** Opening Extracted data block **
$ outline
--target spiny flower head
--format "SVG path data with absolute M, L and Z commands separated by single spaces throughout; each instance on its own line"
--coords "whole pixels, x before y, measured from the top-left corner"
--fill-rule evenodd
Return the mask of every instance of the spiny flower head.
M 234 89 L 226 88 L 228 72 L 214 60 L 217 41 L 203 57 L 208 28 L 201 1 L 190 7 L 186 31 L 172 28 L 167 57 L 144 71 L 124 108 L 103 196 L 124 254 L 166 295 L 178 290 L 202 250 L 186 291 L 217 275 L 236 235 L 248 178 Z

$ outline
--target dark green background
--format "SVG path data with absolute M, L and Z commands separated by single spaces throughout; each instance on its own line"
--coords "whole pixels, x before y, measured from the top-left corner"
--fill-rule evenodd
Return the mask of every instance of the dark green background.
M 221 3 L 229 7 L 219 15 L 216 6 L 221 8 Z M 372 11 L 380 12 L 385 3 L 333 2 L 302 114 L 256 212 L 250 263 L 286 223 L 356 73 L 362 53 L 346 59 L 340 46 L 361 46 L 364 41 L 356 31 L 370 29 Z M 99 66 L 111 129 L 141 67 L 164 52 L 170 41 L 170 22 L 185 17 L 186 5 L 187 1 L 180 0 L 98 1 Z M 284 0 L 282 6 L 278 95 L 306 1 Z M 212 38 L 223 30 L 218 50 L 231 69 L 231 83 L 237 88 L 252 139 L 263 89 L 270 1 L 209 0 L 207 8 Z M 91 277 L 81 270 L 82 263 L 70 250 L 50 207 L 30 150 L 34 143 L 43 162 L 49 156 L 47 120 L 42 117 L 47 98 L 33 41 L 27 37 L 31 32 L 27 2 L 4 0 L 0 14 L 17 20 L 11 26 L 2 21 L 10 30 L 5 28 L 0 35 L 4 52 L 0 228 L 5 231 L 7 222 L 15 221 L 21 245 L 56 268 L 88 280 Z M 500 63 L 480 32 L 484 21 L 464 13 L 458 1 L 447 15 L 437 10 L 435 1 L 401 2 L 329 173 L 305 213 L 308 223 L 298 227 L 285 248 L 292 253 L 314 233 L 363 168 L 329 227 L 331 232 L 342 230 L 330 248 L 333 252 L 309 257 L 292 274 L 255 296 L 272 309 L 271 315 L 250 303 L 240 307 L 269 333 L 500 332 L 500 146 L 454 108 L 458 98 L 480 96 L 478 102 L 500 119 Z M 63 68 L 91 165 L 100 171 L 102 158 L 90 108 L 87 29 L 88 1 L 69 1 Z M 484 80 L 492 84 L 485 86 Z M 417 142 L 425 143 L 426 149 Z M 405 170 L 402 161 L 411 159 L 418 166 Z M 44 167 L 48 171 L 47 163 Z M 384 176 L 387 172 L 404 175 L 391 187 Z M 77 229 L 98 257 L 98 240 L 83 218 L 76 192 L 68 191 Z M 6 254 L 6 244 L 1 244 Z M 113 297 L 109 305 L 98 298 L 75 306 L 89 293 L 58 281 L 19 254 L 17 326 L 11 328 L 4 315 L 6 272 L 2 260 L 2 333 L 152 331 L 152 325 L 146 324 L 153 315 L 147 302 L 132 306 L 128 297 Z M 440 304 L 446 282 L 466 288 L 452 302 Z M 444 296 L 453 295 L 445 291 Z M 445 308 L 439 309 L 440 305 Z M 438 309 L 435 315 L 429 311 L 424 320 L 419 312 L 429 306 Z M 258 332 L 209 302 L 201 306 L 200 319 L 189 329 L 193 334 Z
** Closing Extracted data block **
The data given above must be transcribed exactly and completely.

» **Exercise solution**
$ outline
--target spiny flower head
--format "SVG path data with absolute M, L and Z commands separated by single spaces throughout; each instance on its own line"
--coords "whole pixels, x before y, measured from the top-left corner"
--fill-rule evenodd
Return the mask of every instance of the spiny flower head.
M 234 89 L 226 88 L 228 72 L 214 60 L 217 41 L 203 57 L 208 28 L 201 1 L 190 7 L 186 31 L 172 28 L 167 57 L 144 71 L 124 108 L 103 196 L 124 254 L 166 295 L 178 290 L 202 250 L 186 291 L 217 275 L 236 235 L 248 178 Z

$ outline
--target dark green background
--format "SVG path data with absolute M, L and Z commands separated by single spaces throughout; each instance on its own line"
--coords "whole pixels, x before y, measured from the top-left corner"
--fill-rule evenodd
Return the mask of every instance of the dark green background.
M 221 3 L 229 7 L 219 15 L 216 6 L 221 8 Z M 372 11 L 380 12 L 385 3 L 333 2 L 302 114 L 256 212 L 250 263 L 286 223 L 356 73 L 362 53 L 346 59 L 340 46 L 361 46 L 364 41 L 356 31 L 370 29 Z M 99 66 L 111 129 L 141 67 L 164 52 L 170 41 L 170 22 L 185 17 L 186 5 L 187 1 L 180 0 L 98 1 Z M 284 0 L 282 6 L 278 95 L 306 1 Z M 212 38 L 223 30 L 218 50 L 231 69 L 231 83 L 237 88 L 252 139 L 263 89 L 270 1 L 209 0 L 207 8 Z M 91 277 L 81 270 L 82 263 L 70 250 L 50 207 L 30 150 L 34 143 L 43 162 L 49 156 L 47 120 L 42 117 L 47 98 L 33 41 L 27 37 L 31 32 L 27 2 L 4 0 L 0 14 L 17 20 L 11 26 L 2 21 L 10 30 L 5 28 L 0 35 L 4 52 L 0 228 L 5 231 L 7 222 L 15 221 L 21 245 L 56 268 L 88 280 Z M 500 63 L 480 32 L 484 21 L 464 13 L 458 1 L 447 15 L 437 10 L 435 1 L 401 2 L 329 173 L 305 213 L 308 223 L 298 227 L 285 248 L 292 253 L 314 233 L 363 168 L 329 227 L 331 232 L 342 230 L 330 248 L 333 252 L 309 257 L 292 274 L 255 296 L 272 309 L 271 315 L 250 303 L 240 307 L 269 333 L 500 332 L 500 146 L 454 108 L 458 98 L 480 96 L 478 102 L 500 119 Z M 63 68 L 91 165 L 100 171 L 102 158 L 90 108 L 87 29 L 88 1 L 69 1 Z M 484 80 L 492 84 L 485 86 Z M 417 142 L 425 143 L 426 149 Z M 405 170 L 402 161 L 411 159 L 418 166 Z M 44 167 L 48 171 L 47 163 Z M 384 176 L 387 172 L 404 175 L 391 187 Z M 77 229 L 98 257 L 98 240 L 83 218 L 76 192 L 68 191 Z M 6 254 L 6 244 L 1 244 Z M 113 297 L 109 305 L 98 298 L 75 306 L 89 293 L 58 281 L 19 254 L 17 326 L 11 328 L 4 315 L 6 272 L 2 260 L 2 333 L 152 331 L 152 325 L 146 324 L 153 315 L 147 302 L 132 306 L 128 297 Z M 440 304 L 446 282 L 466 288 L 452 302 Z M 444 296 L 453 295 L 445 291 Z M 445 308 L 439 309 L 440 305 Z M 438 309 L 435 315 L 429 311 L 424 320 L 419 312 L 429 306 Z M 258 332 L 209 302 L 201 306 L 200 319 L 189 329 L 193 334 Z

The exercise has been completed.